→ GIVEN PROBLEM
Find every line in the data below that contains the word "stigma" and copy each of those lines.

+ + + + +

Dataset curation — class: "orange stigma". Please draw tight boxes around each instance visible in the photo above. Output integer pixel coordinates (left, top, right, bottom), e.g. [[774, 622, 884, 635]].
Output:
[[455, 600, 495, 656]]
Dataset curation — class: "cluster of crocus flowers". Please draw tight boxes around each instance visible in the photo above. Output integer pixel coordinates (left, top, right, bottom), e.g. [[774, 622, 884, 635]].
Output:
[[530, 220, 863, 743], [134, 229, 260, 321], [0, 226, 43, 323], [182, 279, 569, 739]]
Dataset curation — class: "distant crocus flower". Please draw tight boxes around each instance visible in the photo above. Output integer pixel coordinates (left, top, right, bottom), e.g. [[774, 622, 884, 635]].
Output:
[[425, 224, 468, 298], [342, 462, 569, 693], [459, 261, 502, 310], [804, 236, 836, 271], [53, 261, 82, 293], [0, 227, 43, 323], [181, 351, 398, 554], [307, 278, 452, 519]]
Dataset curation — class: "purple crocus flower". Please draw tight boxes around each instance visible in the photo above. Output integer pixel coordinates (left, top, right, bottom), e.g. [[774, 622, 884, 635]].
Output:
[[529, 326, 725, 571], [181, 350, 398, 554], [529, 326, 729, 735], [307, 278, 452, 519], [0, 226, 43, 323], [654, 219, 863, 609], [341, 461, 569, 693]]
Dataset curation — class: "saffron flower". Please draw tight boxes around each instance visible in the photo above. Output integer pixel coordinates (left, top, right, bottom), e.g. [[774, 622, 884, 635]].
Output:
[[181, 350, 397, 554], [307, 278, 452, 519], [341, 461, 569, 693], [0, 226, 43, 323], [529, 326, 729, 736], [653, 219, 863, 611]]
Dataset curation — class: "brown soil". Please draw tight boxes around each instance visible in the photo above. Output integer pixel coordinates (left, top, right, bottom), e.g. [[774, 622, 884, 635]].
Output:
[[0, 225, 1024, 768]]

+ + + + +

→ OUTPUT OF THE EXERCISE
Dataset curation — class: "orange stigma". Please draw tight boxes around each instance visible in the photo above. Output integer pixel coordinates (left, top, right, bottom), e.g. [[774, 622, 884, 635]].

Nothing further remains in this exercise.